How many lines of the data below contain the string "green"? Case counts, and the answer should be the number only.
start The input
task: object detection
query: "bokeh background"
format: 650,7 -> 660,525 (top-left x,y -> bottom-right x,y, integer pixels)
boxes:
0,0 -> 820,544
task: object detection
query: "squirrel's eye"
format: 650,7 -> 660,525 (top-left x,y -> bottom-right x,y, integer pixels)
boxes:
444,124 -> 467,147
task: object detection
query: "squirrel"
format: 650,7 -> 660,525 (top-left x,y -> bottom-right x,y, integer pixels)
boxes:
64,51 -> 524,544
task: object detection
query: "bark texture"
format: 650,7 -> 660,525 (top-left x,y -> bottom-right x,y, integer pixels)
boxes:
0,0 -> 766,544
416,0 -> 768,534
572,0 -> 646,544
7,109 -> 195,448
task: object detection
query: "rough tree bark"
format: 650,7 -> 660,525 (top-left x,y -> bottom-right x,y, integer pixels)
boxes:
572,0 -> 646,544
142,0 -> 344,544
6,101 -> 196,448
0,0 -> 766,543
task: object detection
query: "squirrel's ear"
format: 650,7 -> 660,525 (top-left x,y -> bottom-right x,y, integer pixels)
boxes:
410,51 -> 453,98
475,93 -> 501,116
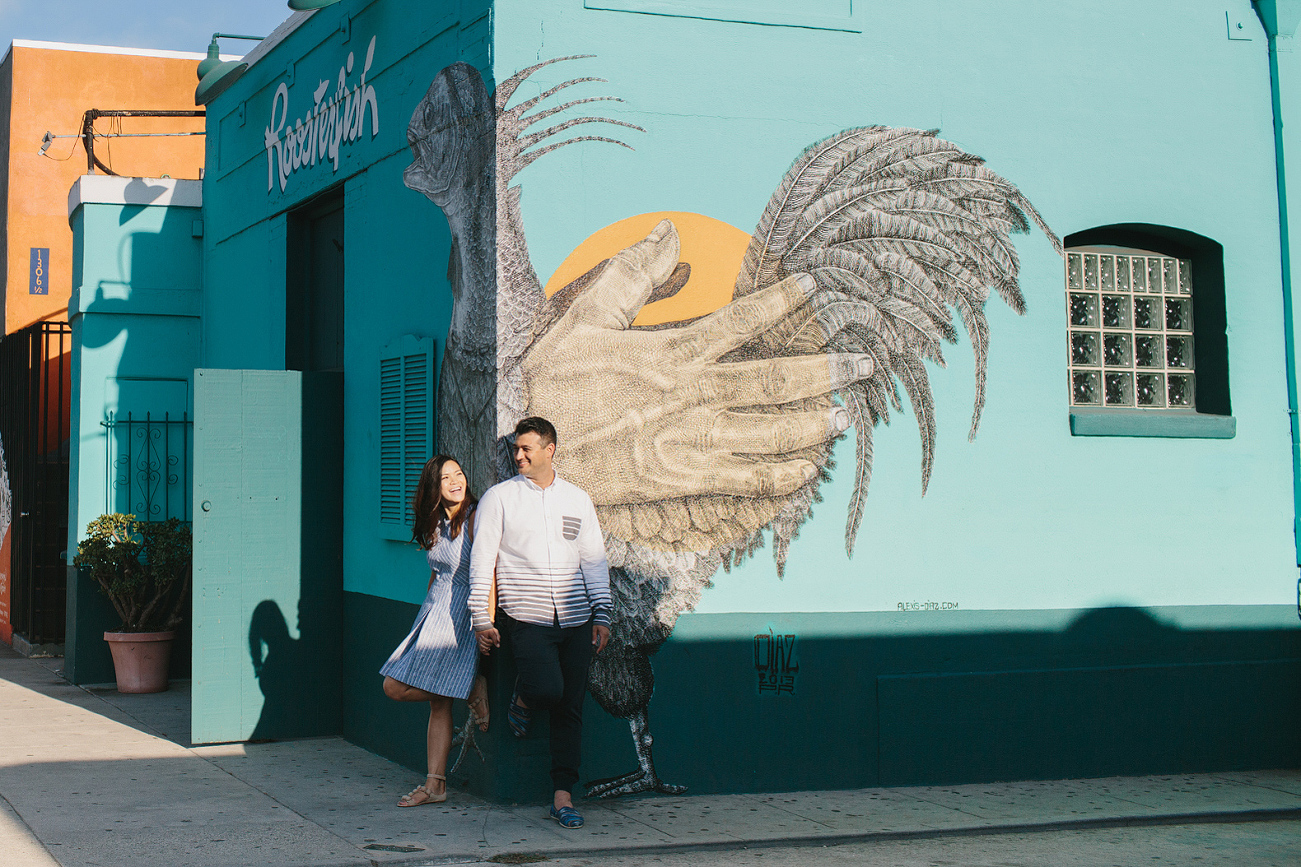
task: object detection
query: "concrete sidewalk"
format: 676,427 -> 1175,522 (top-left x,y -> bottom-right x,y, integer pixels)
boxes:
0,648 -> 1301,867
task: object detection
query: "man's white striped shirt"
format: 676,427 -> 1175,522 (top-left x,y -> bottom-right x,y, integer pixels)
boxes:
470,475 -> 610,630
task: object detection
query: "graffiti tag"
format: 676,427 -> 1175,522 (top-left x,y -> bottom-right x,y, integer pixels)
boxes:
755,629 -> 800,695
265,36 -> 380,193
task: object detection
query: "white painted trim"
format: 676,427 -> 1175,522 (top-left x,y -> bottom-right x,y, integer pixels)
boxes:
5,39 -> 242,60
68,174 -> 203,217
245,9 -> 319,66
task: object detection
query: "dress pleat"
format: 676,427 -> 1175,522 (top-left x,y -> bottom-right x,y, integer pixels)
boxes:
380,523 -> 479,699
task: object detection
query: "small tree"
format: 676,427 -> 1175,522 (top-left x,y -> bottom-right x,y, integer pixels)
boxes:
73,512 -> 191,633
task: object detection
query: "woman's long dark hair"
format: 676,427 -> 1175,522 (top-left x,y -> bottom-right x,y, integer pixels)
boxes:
411,454 -> 479,551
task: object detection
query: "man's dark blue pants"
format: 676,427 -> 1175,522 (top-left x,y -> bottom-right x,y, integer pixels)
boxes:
497,612 -> 592,791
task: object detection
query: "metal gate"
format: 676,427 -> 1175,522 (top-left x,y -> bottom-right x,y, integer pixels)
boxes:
0,322 -> 72,644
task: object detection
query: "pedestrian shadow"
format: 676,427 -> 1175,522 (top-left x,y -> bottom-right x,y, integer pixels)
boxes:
248,599 -> 320,741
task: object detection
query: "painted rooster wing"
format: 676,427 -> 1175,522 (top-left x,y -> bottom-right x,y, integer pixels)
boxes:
496,57 -> 1060,797
735,126 -> 1062,559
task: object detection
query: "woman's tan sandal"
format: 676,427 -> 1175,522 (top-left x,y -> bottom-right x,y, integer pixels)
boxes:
398,773 -> 448,807
466,674 -> 488,732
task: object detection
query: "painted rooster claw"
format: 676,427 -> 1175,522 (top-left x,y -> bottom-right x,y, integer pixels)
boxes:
583,768 -> 687,798
449,713 -> 484,773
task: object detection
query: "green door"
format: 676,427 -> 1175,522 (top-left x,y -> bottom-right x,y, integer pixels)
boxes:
191,370 -> 342,743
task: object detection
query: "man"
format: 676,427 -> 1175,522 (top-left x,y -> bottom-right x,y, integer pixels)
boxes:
470,417 -> 610,828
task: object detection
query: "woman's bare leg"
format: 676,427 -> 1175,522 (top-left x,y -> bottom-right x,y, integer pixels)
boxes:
425,695 -> 451,795
385,681 -> 451,807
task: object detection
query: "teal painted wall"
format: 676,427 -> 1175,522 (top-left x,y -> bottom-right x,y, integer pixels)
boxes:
65,178 -> 202,683
345,594 -> 1301,802
192,0 -> 1301,799
493,0 -> 1297,613
202,0 -> 488,614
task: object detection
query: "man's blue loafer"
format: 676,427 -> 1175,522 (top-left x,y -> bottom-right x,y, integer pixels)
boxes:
552,807 -> 583,828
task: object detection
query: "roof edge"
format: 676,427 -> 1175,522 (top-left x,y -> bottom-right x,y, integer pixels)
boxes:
68,174 -> 203,219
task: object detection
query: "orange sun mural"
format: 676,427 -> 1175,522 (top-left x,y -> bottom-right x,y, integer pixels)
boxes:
544,211 -> 749,325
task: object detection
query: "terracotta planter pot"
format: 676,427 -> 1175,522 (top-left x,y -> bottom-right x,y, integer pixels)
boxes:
104,633 -> 176,693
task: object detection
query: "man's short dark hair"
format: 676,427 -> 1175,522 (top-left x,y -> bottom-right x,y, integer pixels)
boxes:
515,415 -> 556,445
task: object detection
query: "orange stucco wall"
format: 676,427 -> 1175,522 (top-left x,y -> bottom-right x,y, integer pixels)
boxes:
0,44 -> 203,333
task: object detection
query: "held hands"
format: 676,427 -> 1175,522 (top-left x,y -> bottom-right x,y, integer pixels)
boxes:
512,220 -> 873,505
475,626 -> 501,656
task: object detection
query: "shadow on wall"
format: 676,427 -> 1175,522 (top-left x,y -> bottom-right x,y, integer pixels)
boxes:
65,200 -> 199,683
248,599 -> 316,741
345,594 -> 1301,801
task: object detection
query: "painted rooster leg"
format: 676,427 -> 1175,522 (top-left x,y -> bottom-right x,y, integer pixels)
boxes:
585,711 -> 687,798
448,713 -> 484,775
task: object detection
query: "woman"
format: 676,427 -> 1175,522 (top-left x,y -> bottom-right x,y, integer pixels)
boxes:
380,454 -> 488,807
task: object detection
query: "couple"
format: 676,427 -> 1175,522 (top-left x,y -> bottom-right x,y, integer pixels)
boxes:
380,417 -> 610,828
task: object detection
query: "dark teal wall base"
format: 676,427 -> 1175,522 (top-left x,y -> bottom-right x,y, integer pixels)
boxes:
64,566 -> 115,683
345,592 -> 1301,802
1071,409 -> 1237,440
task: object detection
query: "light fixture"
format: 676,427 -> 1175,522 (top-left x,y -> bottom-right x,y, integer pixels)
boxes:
194,33 -> 265,105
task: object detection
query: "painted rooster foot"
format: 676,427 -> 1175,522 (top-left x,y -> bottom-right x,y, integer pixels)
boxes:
449,713 -> 484,773
583,768 -> 687,798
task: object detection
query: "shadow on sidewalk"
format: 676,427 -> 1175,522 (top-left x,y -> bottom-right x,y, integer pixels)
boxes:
0,644 -> 194,747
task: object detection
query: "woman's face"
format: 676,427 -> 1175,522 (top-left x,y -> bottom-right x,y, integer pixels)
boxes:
438,461 -> 466,506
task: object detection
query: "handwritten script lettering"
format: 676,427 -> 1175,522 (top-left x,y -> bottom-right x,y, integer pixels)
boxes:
267,36 -> 380,193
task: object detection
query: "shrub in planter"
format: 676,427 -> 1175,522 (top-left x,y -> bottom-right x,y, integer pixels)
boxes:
73,512 -> 191,693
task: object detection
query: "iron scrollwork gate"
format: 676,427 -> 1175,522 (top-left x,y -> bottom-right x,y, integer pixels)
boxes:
100,413 -> 194,523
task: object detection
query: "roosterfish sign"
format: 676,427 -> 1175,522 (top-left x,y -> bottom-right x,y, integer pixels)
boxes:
405,57 -> 1062,797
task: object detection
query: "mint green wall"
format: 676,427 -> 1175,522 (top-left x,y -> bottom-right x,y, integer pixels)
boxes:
202,0 -> 489,601
65,188 -> 202,683
68,193 -> 202,549
493,0 -> 1301,622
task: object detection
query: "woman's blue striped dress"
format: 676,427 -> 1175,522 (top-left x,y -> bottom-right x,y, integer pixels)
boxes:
380,522 -> 479,699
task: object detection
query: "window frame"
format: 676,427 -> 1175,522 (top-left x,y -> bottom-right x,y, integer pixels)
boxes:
1063,223 -> 1237,439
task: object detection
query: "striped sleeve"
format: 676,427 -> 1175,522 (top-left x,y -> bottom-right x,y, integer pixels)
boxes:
470,488 -> 502,633
578,493 -> 610,626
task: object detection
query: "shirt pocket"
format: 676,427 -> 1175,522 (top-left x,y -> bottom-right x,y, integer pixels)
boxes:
561,514 -> 583,542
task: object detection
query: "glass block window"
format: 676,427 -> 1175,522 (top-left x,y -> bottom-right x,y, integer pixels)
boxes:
1066,249 -> 1196,411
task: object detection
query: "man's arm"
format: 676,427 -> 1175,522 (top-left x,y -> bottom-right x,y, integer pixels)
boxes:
470,488 -> 502,633
578,499 -> 611,627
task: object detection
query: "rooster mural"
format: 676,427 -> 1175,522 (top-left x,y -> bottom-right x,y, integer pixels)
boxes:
406,57 -> 1060,797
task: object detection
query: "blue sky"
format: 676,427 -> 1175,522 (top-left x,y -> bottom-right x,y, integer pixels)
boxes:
0,0 -> 291,53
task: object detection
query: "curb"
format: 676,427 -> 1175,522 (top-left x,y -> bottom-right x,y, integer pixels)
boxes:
343,807 -> 1301,867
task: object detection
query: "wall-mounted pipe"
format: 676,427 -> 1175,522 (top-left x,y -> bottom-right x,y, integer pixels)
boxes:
1254,0 -> 1301,567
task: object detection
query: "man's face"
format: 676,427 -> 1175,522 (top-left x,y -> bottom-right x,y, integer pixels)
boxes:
515,431 -> 556,482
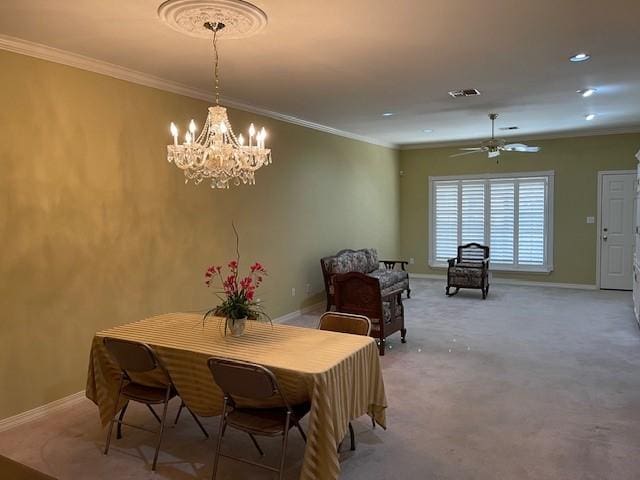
end The input
→ Output below:
2